## What the task requires:
Please gather every line of the listing below that contains the word "birdhouse".

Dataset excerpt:
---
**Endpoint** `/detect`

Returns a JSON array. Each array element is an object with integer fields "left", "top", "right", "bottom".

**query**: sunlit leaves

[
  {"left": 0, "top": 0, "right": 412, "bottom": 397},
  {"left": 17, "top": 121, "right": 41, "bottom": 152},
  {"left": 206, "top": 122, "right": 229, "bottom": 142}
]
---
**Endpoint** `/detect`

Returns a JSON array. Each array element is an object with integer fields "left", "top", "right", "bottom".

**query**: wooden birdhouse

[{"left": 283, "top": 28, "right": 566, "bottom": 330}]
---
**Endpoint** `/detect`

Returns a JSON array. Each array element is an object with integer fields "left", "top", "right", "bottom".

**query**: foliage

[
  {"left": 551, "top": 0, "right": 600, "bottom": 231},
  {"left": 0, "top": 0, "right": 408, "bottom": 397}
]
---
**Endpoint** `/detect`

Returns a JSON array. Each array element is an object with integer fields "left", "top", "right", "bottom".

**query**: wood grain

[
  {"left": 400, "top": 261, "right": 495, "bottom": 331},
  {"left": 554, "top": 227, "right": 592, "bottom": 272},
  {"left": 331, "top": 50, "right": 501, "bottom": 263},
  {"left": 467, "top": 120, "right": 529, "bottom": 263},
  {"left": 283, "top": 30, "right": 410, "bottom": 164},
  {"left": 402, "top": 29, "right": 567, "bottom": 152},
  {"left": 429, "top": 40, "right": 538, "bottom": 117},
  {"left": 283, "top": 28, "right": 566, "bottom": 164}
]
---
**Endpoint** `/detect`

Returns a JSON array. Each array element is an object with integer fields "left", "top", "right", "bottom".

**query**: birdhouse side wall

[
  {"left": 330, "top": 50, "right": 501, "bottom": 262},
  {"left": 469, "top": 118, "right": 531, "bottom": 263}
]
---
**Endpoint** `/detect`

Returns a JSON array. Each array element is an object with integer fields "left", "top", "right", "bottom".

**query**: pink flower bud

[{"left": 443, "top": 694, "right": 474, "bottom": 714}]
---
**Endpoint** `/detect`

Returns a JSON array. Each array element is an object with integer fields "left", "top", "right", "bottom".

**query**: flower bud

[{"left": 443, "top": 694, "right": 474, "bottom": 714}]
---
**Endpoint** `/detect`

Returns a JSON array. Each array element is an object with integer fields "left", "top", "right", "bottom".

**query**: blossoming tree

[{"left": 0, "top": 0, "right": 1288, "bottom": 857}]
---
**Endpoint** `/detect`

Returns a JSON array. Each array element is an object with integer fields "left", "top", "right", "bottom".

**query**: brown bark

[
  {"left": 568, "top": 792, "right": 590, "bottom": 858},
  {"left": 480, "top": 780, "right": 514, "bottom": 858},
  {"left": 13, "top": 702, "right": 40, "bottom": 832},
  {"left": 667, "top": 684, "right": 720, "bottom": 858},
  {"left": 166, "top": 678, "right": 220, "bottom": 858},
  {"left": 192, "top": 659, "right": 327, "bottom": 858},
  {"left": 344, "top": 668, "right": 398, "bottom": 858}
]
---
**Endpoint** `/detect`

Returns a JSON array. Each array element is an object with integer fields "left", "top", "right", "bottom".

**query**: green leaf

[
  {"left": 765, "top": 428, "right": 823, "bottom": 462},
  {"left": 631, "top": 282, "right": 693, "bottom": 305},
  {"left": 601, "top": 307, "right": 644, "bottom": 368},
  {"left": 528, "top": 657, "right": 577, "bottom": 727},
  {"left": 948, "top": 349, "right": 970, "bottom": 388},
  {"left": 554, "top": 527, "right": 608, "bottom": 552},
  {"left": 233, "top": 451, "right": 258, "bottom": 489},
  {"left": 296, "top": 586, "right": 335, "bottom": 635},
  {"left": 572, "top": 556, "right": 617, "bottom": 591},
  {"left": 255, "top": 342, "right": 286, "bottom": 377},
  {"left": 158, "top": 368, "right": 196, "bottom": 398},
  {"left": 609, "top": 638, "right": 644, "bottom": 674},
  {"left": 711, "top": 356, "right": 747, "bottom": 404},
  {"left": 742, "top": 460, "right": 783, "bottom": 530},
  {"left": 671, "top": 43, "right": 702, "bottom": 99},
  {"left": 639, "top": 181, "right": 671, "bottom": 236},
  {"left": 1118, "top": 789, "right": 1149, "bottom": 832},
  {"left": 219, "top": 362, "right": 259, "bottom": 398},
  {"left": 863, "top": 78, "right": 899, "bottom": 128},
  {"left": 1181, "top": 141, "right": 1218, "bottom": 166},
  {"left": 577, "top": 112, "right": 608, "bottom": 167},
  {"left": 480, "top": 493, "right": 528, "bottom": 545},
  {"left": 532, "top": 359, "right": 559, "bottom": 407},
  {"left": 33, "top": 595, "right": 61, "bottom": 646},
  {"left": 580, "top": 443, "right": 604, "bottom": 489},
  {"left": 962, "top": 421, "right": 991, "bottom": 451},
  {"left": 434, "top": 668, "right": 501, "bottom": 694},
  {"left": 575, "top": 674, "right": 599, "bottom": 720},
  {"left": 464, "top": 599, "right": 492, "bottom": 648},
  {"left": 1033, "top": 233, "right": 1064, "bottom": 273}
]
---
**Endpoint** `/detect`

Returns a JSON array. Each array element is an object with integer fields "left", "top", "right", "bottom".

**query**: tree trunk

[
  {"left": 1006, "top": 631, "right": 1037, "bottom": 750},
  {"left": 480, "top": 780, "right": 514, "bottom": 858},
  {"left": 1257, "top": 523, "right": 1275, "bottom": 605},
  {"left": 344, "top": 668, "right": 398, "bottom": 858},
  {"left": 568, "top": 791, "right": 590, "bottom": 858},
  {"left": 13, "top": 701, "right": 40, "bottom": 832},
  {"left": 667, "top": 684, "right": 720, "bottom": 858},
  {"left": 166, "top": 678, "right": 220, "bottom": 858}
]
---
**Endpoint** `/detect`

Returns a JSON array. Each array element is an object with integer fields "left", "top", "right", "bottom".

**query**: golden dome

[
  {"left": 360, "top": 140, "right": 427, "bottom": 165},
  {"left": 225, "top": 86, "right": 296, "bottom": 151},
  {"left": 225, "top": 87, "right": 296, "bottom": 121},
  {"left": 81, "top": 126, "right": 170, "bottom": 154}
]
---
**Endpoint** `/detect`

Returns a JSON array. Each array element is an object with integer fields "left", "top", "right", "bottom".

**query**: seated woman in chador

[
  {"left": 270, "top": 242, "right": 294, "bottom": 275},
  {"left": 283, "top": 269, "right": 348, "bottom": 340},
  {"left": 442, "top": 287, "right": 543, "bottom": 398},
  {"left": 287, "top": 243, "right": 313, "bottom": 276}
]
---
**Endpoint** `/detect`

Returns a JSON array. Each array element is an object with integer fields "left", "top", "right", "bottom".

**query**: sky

## Response:
**query**: wooden birdhouse
**query**: birdhouse side wall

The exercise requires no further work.